# [ENUNCIADO DA TAREFA]
De acordo com a crítica sobre Meu Quintal é Maior Que o Mundo, de que poeta são os poemas a partir dos quais o espetáculo se apresenta?

# [TRECHO FORNECIDO]
⟨

O “Encantamento” da palavra em Meu Quintal é Maior Que o Mundo – Por Matheus Amorim

27/10/2019

Montagem: Meu Quintal é Maior Que o Mundo.

Montagem Teatral: Grupo de Teatro Universitário.

Matheus Amorim[1}

Há uma pequena sombra que pisca na panada branca ao fundo do teatro, existe um mundo  que parece correr de todos os cantos de um quintal reinventado, mas que não se mostra enquanto mote e sim enquanto lugar a que se deseja chegar por um caminho de sonhos e encontros onde uma infância se traduz em forma de desejo, medo e incerteza sobre o que se pode a partir da palavra poética, estamos falando de uma obra que tem a aventura do universo infantojuvenil como chão para dançar outras infâncias, outros mundo possíveis que cansaram de ser impossíveis porque a língua não permitia, ou porque o tato já estava previsto a ser raso, quando as crianças apagam suas lanternas outra luz se acende nesse mundo.

Tomar a infância como um lugar previsível, que se pode personificar em dois ou mais olhares sobre o ser, talvez seja uma forma de continuar narrando a vida a partir do mesmo aspecto com que a mesma nos foi apresentada até agora, talvez seja preciso encarar a força da palavra que se exprime ao afirmar "o inseto é maior" como sendo o momento em que tudo deixa de fazer sentido pelo que foi imposto e passa a buscar por outra coisa que não seja apenas um sentido dentro do que se pode reinventar.

O espetáculo mergulha num mundo que se apresenta a partir dos poemas pós modernos de Manoel de Barros e a partir desse lugar cria uma costura de mundos dentro do plano dos sonhos que de sonho perde tudo ao se transformar em "encantaria" do mundo que se vê a partir da busca por uma explicação que não seja racional, nostálgica e meramente melancólica, mas onde se abra espaço para se dizer e sentir de outra maneira, por outra cisma e empiricidade.

Meu Quintal é Maior Que o Mundo traz a palavra em abandono do poeta cuiabano para compor sua peça, potencializando seu lado positivo que se extrai de um olhar extremamente pessoal e crítico do autor sobre a existência na superfície do sentido, sobre como se é possível olhar pela via do que a muito está aqui, emergindo das pequenas coisas. Contudo, se o contexto da obra parece girar dentro do território da perda e de sua experiência, ela não exclui de si em certos momentos a riqueza da explicação que tenta reciclar e transcriar os resíduos que acumularam-se no terreno baldio do poema.

Nesse ponto é que podemos olhar para onde se deseja ir a obra, com um tato bastante sensível à recriação de mundos, o trabalho corporal de algumas cenas é capaz de transmitir a ideia de um quintal que tem sua lama empoçada no corpo indizível do poema, exprimindo a incompletude do personagem ao se transformar na própria lama e no menino que dança sua própria linha no suspiro, como correr de encontro à algo que enfrenta o cruzamento de mundos como uma enunciação de despedida.

⟩

# [LINHAS DE DADOS]
⟨

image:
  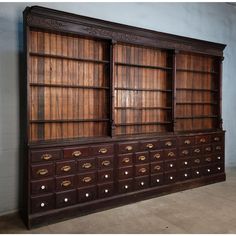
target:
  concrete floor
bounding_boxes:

⟩

# [RESPOSTA FINAL]
Manoel de Barros.